Today I told the kids that they could eat whatever they want and watch TV as much as they want all day long without asking me for permission.
I lost it today. Repeatedly.
I spilled something on the kitchen floor, and then instead of cleaning it up, in a childlike fit of anger I grabbed an open bag of crackers and crumbled them on top of the mess that was already there. At this point, my children noticed and came over. “Mom, what are you DOING?” They asked in alarm. “I’m making a mess,” I calmly told them. My sensitive child began to cry. They knew that my behavior was not rational even if my voice was calm and measured. “Why are you doing this, Mom? Stop!.” “I like to clean,” I told my kids as I gave them each a hug. “Cleaning helps calm me down. So I’m making a small mess so I can have something to clean. Then I’ll feel better.” This seemed to pacify both me and the kids, and I did feel better after cleaning the floor.
What does it look like when you lose it?
I am single-parenting a lot lately, which is exhausting as I need to manage my husband from afar and handle my own work load and my three children. I go on two trips for work next week. I asked my family to step up and help, but the truth is that they often look to me for every decision they are making which is really not the kind of help that I need.
====
Set task 1
Reproduce the records verbatim, from their first line through the line containing "(1073, 442)".

Data entries
====
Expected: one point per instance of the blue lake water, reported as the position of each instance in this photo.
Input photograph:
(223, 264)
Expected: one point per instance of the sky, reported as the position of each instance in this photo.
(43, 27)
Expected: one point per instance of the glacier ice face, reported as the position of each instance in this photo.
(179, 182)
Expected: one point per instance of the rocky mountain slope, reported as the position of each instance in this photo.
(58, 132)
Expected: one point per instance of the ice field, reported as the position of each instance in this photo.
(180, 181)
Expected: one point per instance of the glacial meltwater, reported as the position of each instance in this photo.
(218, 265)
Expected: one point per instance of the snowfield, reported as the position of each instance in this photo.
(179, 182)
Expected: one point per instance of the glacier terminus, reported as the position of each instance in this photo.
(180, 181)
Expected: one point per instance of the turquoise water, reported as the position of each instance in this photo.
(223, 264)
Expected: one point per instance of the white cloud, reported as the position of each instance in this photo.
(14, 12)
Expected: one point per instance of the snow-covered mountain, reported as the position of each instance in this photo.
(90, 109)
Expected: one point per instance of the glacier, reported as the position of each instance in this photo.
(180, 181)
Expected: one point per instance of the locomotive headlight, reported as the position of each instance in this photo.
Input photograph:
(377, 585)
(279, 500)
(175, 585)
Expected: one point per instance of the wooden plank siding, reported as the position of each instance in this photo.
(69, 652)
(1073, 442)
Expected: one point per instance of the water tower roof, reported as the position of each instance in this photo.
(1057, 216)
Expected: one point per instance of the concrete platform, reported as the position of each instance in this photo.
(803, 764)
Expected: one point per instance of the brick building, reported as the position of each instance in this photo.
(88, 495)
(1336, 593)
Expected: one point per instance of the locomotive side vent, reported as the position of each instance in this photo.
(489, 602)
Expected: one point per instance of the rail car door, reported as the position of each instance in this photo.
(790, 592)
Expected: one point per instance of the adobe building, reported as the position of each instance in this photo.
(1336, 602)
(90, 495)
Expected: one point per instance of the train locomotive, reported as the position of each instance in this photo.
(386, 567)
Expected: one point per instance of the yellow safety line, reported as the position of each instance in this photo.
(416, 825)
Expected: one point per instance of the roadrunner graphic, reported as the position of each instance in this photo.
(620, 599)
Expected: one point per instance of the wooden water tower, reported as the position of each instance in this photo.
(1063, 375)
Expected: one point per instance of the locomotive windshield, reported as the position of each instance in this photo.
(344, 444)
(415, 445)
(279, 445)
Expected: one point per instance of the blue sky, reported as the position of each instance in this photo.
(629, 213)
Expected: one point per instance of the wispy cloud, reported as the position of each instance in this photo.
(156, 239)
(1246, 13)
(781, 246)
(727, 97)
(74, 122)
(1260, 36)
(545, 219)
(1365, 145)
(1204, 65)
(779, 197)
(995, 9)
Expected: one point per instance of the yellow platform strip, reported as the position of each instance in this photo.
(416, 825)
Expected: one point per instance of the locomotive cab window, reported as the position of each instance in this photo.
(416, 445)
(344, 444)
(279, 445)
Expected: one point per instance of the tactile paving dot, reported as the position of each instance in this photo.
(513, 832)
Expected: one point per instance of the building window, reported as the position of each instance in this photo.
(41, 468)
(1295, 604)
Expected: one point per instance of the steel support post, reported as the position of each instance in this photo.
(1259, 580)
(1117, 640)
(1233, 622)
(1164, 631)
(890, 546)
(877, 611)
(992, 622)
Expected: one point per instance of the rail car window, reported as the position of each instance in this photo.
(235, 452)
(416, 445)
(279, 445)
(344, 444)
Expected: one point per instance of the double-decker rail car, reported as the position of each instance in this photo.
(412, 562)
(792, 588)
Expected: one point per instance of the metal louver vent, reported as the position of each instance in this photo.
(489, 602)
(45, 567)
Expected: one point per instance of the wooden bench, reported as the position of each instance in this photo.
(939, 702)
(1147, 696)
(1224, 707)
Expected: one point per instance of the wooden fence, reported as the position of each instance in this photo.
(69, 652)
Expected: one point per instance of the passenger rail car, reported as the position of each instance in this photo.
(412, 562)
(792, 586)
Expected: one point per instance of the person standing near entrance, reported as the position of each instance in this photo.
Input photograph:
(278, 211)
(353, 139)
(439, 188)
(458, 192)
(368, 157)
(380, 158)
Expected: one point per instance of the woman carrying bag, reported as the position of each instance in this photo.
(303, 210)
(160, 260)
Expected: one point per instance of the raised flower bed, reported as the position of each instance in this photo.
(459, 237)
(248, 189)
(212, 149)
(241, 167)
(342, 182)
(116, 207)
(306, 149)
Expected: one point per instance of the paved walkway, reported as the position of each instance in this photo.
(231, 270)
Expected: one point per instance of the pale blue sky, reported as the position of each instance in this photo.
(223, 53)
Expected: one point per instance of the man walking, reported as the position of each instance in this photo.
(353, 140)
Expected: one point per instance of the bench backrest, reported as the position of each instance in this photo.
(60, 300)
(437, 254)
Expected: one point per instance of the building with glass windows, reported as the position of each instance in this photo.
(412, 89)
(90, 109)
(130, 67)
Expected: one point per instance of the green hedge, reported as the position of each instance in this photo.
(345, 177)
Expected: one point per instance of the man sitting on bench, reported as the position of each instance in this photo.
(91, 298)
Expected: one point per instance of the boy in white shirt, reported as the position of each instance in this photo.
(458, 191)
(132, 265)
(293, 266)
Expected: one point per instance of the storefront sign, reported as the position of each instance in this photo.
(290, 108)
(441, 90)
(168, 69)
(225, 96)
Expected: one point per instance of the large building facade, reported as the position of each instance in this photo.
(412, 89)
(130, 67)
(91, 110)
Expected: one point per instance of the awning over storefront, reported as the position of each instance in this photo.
====
Set task 2
Quote the entire parenting text above verbatim.

Complete response 1
Expected: one point per instance of the blue lake water, reported as the position of each instance in this photo.
Input photograph:
(223, 264)
Expected: one point per instance of the sky, reported as the position of each instance in this photo.
(43, 27)
Expected: one point per instance of the glacier ice face, reported as the position of each instance in this photo.
(179, 182)
Expected: one point per instance of the rocky mountain slope, reported as the position of each instance in this photo.
(58, 132)
Expected: one point per instance of the ice field, reported as the position of each instance in this photo.
(180, 181)
Expected: one point per instance of the glacial meltwater, reported as the position of each instance in this photo.
(218, 265)
Expected: one point per instance of the snowfield, reported as the position of each instance in this photo.
(179, 182)
Expected: one point per instance of the glacier terminus, reported as the position of each instance in this photo.
(180, 181)
Expected: one point per instance of the turquoise water, reported as the position of each instance in this photo.
(223, 264)
Expected: one point per instance of the white cloud, reported as the position of each instance in this photo.
(14, 12)
Expected: one point per instance of the snow-covered mountain, reported as the position of each instance in this photo.
(90, 109)
Expected: one point per instance of the glacier, reported as the position of each instance in this photo.
(180, 181)
Expected: one point per instance of the locomotive headlight, reported as the position of each instance in this photo.
Input photograph:
(377, 585)
(279, 500)
(175, 585)
Expected: one point per instance of the wooden plank siding, reported as the position of each instance in this photo.
(69, 652)
(1073, 442)

Complete response 2
Today I told the kids that they could eat whatever they want and watch TV as much as they want all day long without asking me for permission.
I lost it today. Repeatedly.
I spilled something on the kitchen floor, and then instead of cleaning it up, in a childlike fit of anger I grabbed an open bag of crackers and crumbled them on top of the mess that was already there. At this point, my children noticed and came over. “Mom, what are you DOING?” They asked in alarm. “I’m making a mess,” I calmly told them. My sensitive child began to cry. They knew that my behavior was not rational even if my voice was calm and measured. “Why are you doing this, Mom? Stop!.” “I like to clean,” I told my kids as I gave them each a hug. “Cleaning helps calm me down. So I’m making a small mess so I can have something to clean. Then I’ll feel better.” This seemed to pacify both me and the kids, and I did feel better after cleaning the floor.
What does it look like when you lose it?
I am single-parenting a lot lately, which is exhausting as I need to manage my husband from afar and handle my own work load and my three children. I go on two trips for work next week. I asked my family to step up and help, but the truth is that they often look to me for every decision they are making which is really not the kind of help that I need.